> [Record set]:
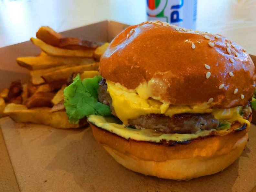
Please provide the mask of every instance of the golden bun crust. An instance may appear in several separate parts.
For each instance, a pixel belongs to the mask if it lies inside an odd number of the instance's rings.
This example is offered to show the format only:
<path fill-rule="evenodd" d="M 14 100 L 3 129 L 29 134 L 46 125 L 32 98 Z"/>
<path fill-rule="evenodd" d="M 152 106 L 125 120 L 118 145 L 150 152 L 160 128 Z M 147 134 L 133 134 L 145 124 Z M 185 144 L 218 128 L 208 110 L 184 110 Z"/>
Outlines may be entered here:
<path fill-rule="evenodd" d="M 249 129 L 219 131 L 187 144 L 167 146 L 127 140 L 90 124 L 97 141 L 120 164 L 145 175 L 176 180 L 213 174 L 229 166 L 242 152 Z"/>
<path fill-rule="evenodd" d="M 161 80 L 168 87 L 162 98 L 171 104 L 199 104 L 211 98 L 213 107 L 246 104 L 254 90 L 255 68 L 242 48 L 221 36 L 157 23 L 132 26 L 117 36 L 101 58 L 102 77 L 133 89 Z"/>
<path fill-rule="evenodd" d="M 188 180 L 214 174 L 227 167 L 240 155 L 248 139 L 246 134 L 237 142 L 229 153 L 219 156 L 171 159 L 160 162 L 145 161 L 108 147 L 104 148 L 116 161 L 133 171 L 164 179 Z"/>

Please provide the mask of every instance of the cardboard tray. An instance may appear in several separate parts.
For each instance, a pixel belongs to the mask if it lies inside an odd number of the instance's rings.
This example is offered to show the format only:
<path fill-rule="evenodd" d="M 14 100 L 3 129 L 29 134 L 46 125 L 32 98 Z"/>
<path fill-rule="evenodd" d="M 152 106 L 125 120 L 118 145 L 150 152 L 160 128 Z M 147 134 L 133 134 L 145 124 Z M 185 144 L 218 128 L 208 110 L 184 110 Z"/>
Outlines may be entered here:
<path fill-rule="evenodd" d="M 109 41 L 127 26 L 105 21 L 62 33 Z M 28 80 L 27 71 L 17 65 L 16 58 L 35 55 L 40 51 L 30 42 L 0 48 L 0 89 L 8 87 L 13 80 Z M 90 127 L 59 130 L 16 123 L 8 117 L 0 119 L 0 191 L 248 192 L 256 189 L 256 126 L 253 125 L 249 131 L 249 142 L 232 165 L 219 173 L 187 181 L 160 179 L 127 169 L 115 162 L 96 142 Z"/>

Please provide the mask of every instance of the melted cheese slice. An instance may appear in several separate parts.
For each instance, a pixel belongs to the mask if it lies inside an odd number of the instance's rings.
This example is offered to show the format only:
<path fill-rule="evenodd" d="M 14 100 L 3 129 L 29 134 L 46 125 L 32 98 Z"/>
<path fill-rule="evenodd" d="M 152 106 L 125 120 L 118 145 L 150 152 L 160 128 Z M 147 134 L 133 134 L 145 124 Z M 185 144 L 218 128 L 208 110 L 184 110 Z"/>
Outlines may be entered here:
<path fill-rule="evenodd" d="M 198 137 L 208 135 L 212 130 L 202 131 L 195 134 L 165 134 L 158 133 L 150 130 L 136 129 L 120 124 L 115 121 L 114 117 L 106 117 L 92 115 L 88 117 L 90 123 L 97 127 L 114 133 L 126 139 L 132 139 L 136 141 L 160 142 L 161 140 L 182 142 L 195 139 Z"/>
<path fill-rule="evenodd" d="M 211 113 L 221 123 L 232 123 L 236 121 L 250 126 L 250 122 L 244 119 L 239 114 L 242 107 L 228 109 L 211 109 L 207 103 L 200 105 L 170 105 L 158 101 L 140 96 L 143 95 L 143 89 L 140 89 L 138 94 L 135 90 L 128 90 L 120 83 L 107 81 L 107 91 L 112 99 L 112 104 L 116 116 L 124 124 L 127 125 L 128 120 L 138 118 L 141 115 L 151 113 L 163 114 L 171 117 L 175 114 L 185 113 Z M 145 90 L 145 91 L 148 90 Z M 146 94 L 148 95 L 148 93 Z"/>

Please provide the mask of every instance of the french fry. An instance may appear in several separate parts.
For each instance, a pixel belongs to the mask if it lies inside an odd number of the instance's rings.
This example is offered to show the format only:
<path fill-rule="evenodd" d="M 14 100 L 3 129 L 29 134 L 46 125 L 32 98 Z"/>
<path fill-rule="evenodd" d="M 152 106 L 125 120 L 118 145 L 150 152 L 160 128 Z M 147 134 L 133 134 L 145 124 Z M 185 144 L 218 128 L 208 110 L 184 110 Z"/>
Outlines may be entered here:
<path fill-rule="evenodd" d="M 28 98 L 28 92 L 27 91 L 27 84 L 22 84 L 23 91 L 21 93 L 21 97 L 22 98 L 22 103 L 24 104 L 27 101 L 27 100 Z"/>
<path fill-rule="evenodd" d="M 78 124 L 70 123 L 65 111 L 54 113 L 49 107 L 39 107 L 28 109 L 23 105 L 10 103 L 7 105 L 4 112 L 15 121 L 31 123 L 50 125 L 60 129 L 78 128 Z"/>
<path fill-rule="evenodd" d="M 67 49 L 54 47 L 44 42 L 39 39 L 30 38 L 32 42 L 46 53 L 48 55 L 55 56 L 72 57 L 92 57 L 94 49 L 71 50 Z"/>
<path fill-rule="evenodd" d="M 64 89 L 66 88 L 67 85 L 63 85 L 61 89 L 60 89 L 53 98 L 52 100 L 52 102 L 54 105 L 57 105 L 59 102 L 64 100 Z"/>
<path fill-rule="evenodd" d="M 94 52 L 93 53 L 93 58 L 95 59 L 95 60 L 97 61 L 99 61 L 101 59 L 101 57 L 102 54 L 105 52 L 106 49 L 109 45 L 109 43 L 106 43 L 103 45 L 101 47 L 99 47 L 95 50 Z"/>
<path fill-rule="evenodd" d="M 9 93 L 8 89 L 4 89 L 0 92 L 0 97 L 2 97 L 5 100 L 7 99 Z"/>
<path fill-rule="evenodd" d="M 54 113 L 60 111 L 65 111 L 65 107 L 64 106 L 64 101 L 59 102 L 59 103 L 55 105 L 51 109 L 51 112 Z"/>
<path fill-rule="evenodd" d="M 62 35 L 54 31 L 50 27 L 41 27 L 37 32 L 37 37 L 47 44 L 58 47 Z"/>
<path fill-rule="evenodd" d="M 22 104 L 22 97 L 21 94 L 23 91 L 23 87 L 20 81 L 12 82 L 9 89 L 6 101 L 9 103 Z"/>
<path fill-rule="evenodd" d="M 37 37 L 47 44 L 69 49 L 96 48 L 102 44 L 72 37 L 65 37 L 48 27 L 42 27 L 37 32 Z"/>
<path fill-rule="evenodd" d="M 91 78 L 99 75 L 99 73 L 98 71 L 85 71 L 81 74 L 80 79 L 82 80 L 87 78 Z"/>
<path fill-rule="evenodd" d="M 44 80 L 41 77 L 41 76 L 43 74 L 64 69 L 66 67 L 65 66 L 61 66 L 47 69 L 31 71 L 30 74 L 32 83 L 34 85 L 42 84 L 45 82 Z"/>
<path fill-rule="evenodd" d="M 64 65 L 81 65 L 95 62 L 93 59 L 89 58 L 56 57 L 49 55 L 18 57 L 16 60 L 19 65 L 30 70 L 46 69 Z"/>
<path fill-rule="evenodd" d="M 99 68 L 99 63 L 89 65 L 84 65 L 51 71 L 47 73 L 43 73 L 41 77 L 46 82 L 51 82 L 67 80 L 73 73 L 79 73 L 85 70 L 97 70 Z"/>
<path fill-rule="evenodd" d="M 0 97 L 0 118 L 6 116 L 6 115 L 4 113 L 5 106 L 5 100 L 3 98 Z"/>
<path fill-rule="evenodd" d="M 25 105 L 28 109 L 43 107 L 52 107 L 51 100 L 55 93 L 51 92 L 38 92 L 27 100 Z"/>

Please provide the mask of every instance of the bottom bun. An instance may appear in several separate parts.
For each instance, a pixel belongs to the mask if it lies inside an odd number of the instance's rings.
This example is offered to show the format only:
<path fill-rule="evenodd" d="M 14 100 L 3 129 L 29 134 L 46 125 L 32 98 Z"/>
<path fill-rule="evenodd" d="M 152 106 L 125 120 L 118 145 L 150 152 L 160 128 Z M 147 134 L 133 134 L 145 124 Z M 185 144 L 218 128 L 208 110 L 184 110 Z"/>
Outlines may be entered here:
<path fill-rule="evenodd" d="M 248 128 L 247 127 L 225 136 L 206 137 L 191 143 L 167 146 L 150 142 L 128 140 L 90 124 L 96 140 L 120 164 L 145 175 L 176 180 L 189 180 L 222 171 L 239 157 L 248 139 L 246 132 Z M 214 142 L 216 139 L 218 141 Z M 225 141 L 226 145 L 222 143 Z M 231 146 L 230 143 L 232 143 Z M 134 148 L 136 145 L 138 147 Z M 208 151 L 209 146 L 212 148 L 212 151 L 195 155 L 197 150 Z M 155 153 L 156 148 L 157 152 Z M 189 148 L 194 154 L 189 157 L 190 155 L 184 153 Z M 178 151 L 174 151 L 175 149 L 178 149 Z M 137 155 L 140 153 L 145 155 L 144 157 Z M 182 156 L 177 158 L 175 155 L 177 153 L 180 153 Z M 172 156 L 171 154 L 175 155 Z M 168 154 L 167 159 L 164 158 L 163 161 L 156 160 L 161 158 L 160 154 Z"/>
<path fill-rule="evenodd" d="M 216 173 L 227 167 L 241 155 L 248 139 L 246 134 L 237 141 L 232 150 L 226 155 L 212 158 L 171 159 L 164 162 L 145 161 L 126 155 L 108 147 L 104 148 L 116 161 L 133 171 L 165 179 L 189 180 Z"/>

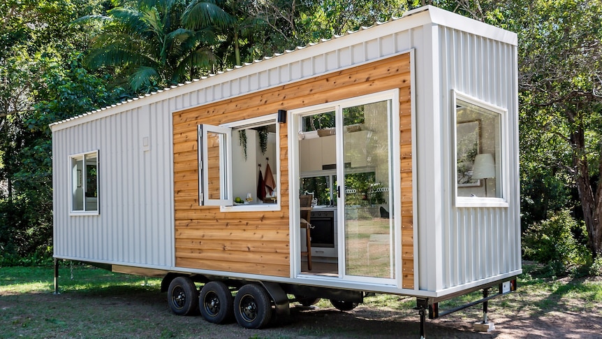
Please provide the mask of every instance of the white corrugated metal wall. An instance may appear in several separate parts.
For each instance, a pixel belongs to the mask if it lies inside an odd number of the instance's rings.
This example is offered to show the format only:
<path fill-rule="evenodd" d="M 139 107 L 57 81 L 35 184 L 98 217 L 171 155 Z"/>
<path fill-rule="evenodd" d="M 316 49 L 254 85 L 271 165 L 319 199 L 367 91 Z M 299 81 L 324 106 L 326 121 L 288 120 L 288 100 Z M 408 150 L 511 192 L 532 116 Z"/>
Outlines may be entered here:
<path fill-rule="evenodd" d="M 434 119 L 440 122 L 434 124 L 433 133 L 441 136 L 434 140 L 433 147 L 442 152 L 433 152 L 435 175 L 427 186 L 444 193 L 436 196 L 430 211 L 433 215 L 428 217 L 430 222 L 440 224 L 441 229 L 420 224 L 433 231 L 419 231 L 420 244 L 426 246 L 420 250 L 420 286 L 442 291 L 494 279 L 521 268 L 517 47 L 443 26 L 436 27 L 433 33 L 434 68 L 439 68 L 440 74 L 435 81 L 440 82 L 439 86 L 433 89 L 434 96 L 440 98 L 434 101 Z M 455 149 L 450 141 L 454 140 L 455 128 L 453 90 L 508 110 L 509 140 L 504 159 L 508 170 L 504 192 L 508 207 L 455 205 Z M 437 111 L 441 113 L 439 117 Z M 436 166 L 438 163 L 441 166 Z M 441 210 L 436 207 L 439 201 Z M 426 243 L 423 242 L 424 237 L 429 238 Z M 427 262 L 436 268 L 425 270 L 423 264 Z"/>
<path fill-rule="evenodd" d="M 168 109 L 156 103 L 53 133 L 56 257 L 141 267 L 172 265 Z M 100 214 L 70 216 L 69 156 L 95 150 Z"/>

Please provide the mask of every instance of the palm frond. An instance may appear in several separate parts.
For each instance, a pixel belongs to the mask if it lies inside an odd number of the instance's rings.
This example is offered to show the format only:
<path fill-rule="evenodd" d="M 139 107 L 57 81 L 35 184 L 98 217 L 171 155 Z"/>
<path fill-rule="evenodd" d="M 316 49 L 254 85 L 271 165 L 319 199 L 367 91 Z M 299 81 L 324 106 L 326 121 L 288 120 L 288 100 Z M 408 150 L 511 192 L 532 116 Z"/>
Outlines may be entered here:
<path fill-rule="evenodd" d="M 203 0 L 193 0 L 182 15 L 186 28 L 198 29 L 207 26 L 226 29 L 235 22 L 235 19 L 221 7 Z"/>
<path fill-rule="evenodd" d="M 154 78 L 156 80 L 161 80 L 156 69 L 153 67 L 141 66 L 136 68 L 134 73 L 130 76 L 130 86 L 134 91 L 138 92 L 143 86 L 150 87 Z"/>
<path fill-rule="evenodd" d="M 87 23 L 87 22 L 89 22 L 91 21 L 95 21 L 95 20 L 110 22 L 112 20 L 113 20 L 112 17 L 111 17 L 110 16 L 107 16 L 107 15 L 84 15 L 82 17 L 80 17 L 75 19 L 75 20 L 72 21 L 70 23 L 70 24 Z"/>
<path fill-rule="evenodd" d="M 109 15 L 133 31 L 142 31 L 147 23 L 142 19 L 142 14 L 133 8 L 117 7 L 108 12 Z"/>

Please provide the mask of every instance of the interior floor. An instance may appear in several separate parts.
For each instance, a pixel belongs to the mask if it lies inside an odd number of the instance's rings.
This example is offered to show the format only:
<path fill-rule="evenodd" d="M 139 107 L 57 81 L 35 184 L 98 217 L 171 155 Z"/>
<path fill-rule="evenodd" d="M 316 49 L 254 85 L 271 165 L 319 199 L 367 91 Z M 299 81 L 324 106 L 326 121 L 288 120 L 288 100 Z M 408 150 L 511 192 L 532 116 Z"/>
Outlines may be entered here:
<path fill-rule="evenodd" d="M 307 269 L 307 261 L 301 261 L 301 274 L 324 275 L 326 277 L 339 276 L 339 264 L 311 261 L 311 271 Z"/>

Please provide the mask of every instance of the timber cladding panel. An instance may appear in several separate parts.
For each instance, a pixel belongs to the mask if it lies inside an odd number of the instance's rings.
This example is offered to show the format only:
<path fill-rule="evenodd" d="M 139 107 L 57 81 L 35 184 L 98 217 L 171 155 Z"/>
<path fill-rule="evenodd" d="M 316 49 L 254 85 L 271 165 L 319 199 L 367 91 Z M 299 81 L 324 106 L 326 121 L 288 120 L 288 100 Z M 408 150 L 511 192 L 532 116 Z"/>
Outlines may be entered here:
<path fill-rule="evenodd" d="M 197 127 L 219 125 L 399 89 L 403 287 L 413 288 L 410 55 L 406 53 L 173 113 L 175 264 L 178 267 L 290 276 L 288 152 L 280 129 L 280 211 L 221 212 L 198 205 Z M 283 180 L 284 179 L 284 180 Z M 398 244 L 399 245 L 399 244 Z"/>

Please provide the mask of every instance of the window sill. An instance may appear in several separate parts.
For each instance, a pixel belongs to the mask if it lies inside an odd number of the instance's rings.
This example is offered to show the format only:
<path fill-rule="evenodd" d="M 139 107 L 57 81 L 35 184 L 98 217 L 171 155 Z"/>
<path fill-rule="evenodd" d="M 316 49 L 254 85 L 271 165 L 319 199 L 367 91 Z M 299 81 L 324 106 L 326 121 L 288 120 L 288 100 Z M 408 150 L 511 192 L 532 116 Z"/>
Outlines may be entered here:
<path fill-rule="evenodd" d="M 501 207 L 507 208 L 509 204 L 505 199 L 499 198 L 469 198 L 457 196 L 455 207 L 471 208 L 471 207 Z"/>
<path fill-rule="evenodd" d="M 100 213 L 97 210 L 94 211 L 85 211 L 85 212 L 78 212 L 72 210 L 69 212 L 70 217 L 79 217 L 84 215 L 100 215 Z"/>

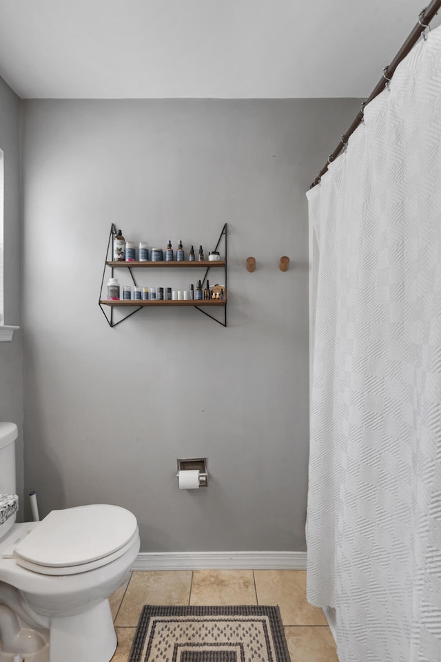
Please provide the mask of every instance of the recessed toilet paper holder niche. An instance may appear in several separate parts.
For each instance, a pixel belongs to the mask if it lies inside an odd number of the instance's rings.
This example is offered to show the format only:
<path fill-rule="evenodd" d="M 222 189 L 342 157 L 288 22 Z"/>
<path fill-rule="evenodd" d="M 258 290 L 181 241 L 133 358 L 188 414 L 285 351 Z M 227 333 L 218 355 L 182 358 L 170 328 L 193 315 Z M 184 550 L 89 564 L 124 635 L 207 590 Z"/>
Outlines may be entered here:
<path fill-rule="evenodd" d="M 198 471 L 199 487 L 207 487 L 208 485 L 208 462 L 206 457 L 178 459 L 176 474 L 178 480 L 179 480 L 179 473 L 182 471 Z"/>

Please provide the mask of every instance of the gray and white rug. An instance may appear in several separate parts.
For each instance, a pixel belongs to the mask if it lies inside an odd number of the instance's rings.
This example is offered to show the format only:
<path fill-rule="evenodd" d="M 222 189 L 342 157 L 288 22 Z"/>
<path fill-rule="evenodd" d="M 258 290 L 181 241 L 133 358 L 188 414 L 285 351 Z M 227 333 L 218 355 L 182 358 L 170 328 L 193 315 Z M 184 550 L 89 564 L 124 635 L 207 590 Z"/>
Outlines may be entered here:
<path fill-rule="evenodd" d="M 143 608 L 128 662 L 289 662 L 278 607 Z"/>

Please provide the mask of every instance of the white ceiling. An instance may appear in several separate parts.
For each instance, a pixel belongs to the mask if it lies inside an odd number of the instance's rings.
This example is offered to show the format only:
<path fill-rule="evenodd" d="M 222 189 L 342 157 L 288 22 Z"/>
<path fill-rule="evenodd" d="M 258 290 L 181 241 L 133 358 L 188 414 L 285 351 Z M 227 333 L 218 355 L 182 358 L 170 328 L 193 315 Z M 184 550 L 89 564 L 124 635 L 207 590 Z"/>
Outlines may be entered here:
<path fill-rule="evenodd" d="M 0 0 L 0 75 L 25 99 L 365 98 L 422 1 Z"/>

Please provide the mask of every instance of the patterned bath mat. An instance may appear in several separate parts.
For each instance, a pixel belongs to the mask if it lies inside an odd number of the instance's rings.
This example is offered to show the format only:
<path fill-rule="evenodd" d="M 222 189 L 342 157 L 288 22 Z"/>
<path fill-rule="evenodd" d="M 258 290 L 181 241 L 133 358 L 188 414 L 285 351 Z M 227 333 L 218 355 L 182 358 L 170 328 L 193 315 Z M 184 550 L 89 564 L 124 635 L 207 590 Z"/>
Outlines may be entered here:
<path fill-rule="evenodd" d="M 128 662 L 289 662 L 278 607 L 145 605 Z"/>

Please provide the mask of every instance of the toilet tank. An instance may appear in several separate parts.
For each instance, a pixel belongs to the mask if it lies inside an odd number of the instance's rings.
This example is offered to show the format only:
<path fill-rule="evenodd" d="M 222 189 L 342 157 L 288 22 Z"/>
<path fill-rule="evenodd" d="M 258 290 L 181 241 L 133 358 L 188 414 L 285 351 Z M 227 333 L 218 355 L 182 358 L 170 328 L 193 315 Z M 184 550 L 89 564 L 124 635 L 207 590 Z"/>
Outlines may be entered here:
<path fill-rule="evenodd" d="M 0 423 L 0 494 L 15 494 L 15 423 Z"/>

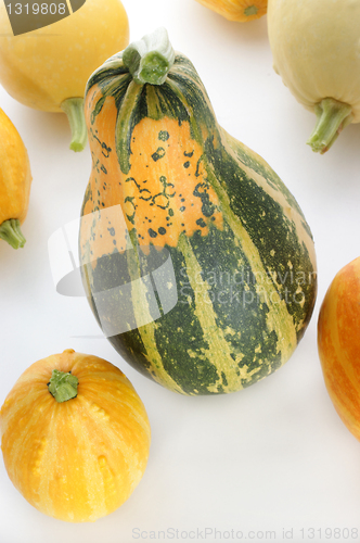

> [Your goal]:
Write out again, word for word, everything from the start of the lines down to and including the line that contains "109 41 L 127". Leave the pictures out.

> [Solution for this problem]:
Please provide the mask of every instance of the golden bun crust. An instance may appear in several separate parts.
For each instance, a pixel belongs to the mask if it lies inside an odd number of the instance's rings.
This example is offered to show the format only:
<path fill-rule="evenodd" d="M 14 100 L 3 129 L 29 134 L 46 125 L 32 98 Z"/>
<path fill-rule="evenodd" d="M 152 106 L 125 120 L 118 145 L 150 152 L 160 128 Z M 147 134 L 133 134 L 145 124 Z M 185 144 L 218 128 L 208 110 L 184 110 Z"/>
Outlines may be entered here:
<path fill-rule="evenodd" d="M 249 129 L 219 131 L 187 144 L 167 146 L 127 140 L 90 124 L 97 141 L 120 164 L 145 175 L 176 180 L 213 174 L 229 166 L 242 152 Z"/>
<path fill-rule="evenodd" d="M 161 80 L 168 87 L 162 98 L 171 104 L 199 104 L 211 98 L 213 107 L 246 104 L 254 90 L 255 68 L 242 48 L 221 36 L 157 23 L 132 26 L 117 36 L 101 58 L 102 77 L 133 89 Z"/>
<path fill-rule="evenodd" d="M 188 180 L 214 174 L 227 167 L 240 155 L 248 139 L 246 134 L 237 142 L 229 153 L 219 156 L 171 159 L 160 162 L 145 161 L 108 147 L 104 148 L 116 161 L 133 171 L 164 179 Z"/>

Please provide the mask of every instance of the cardboard tray. An instance may appear in several separate parts.
For each instance, a pixel belongs to the mask if it lies inside an odd number of the instance's rings.
This example is offered to show the format only:
<path fill-rule="evenodd" d="M 14 100 L 3 129 L 29 134 L 46 125 L 32 98 Z"/>
<path fill-rule="evenodd" d="M 152 106 L 125 120 L 118 145 L 150 152 L 160 128 Z M 147 134 L 133 134 L 145 124 Z M 185 144 L 218 128 L 208 110 L 184 110 Z"/>
Outlines may be entered here:
<path fill-rule="evenodd" d="M 109 41 L 127 26 L 105 21 L 62 33 Z M 28 80 L 27 71 L 17 65 L 16 58 L 35 55 L 40 51 L 30 42 L 0 48 L 0 89 L 8 87 L 13 80 Z M 90 127 L 59 130 L 16 123 L 8 117 L 0 119 L 0 191 L 248 192 L 256 189 L 256 126 L 253 125 L 249 131 L 249 142 L 232 165 L 219 173 L 187 181 L 160 179 L 127 169 L 115 162 L 96 142 Z"/>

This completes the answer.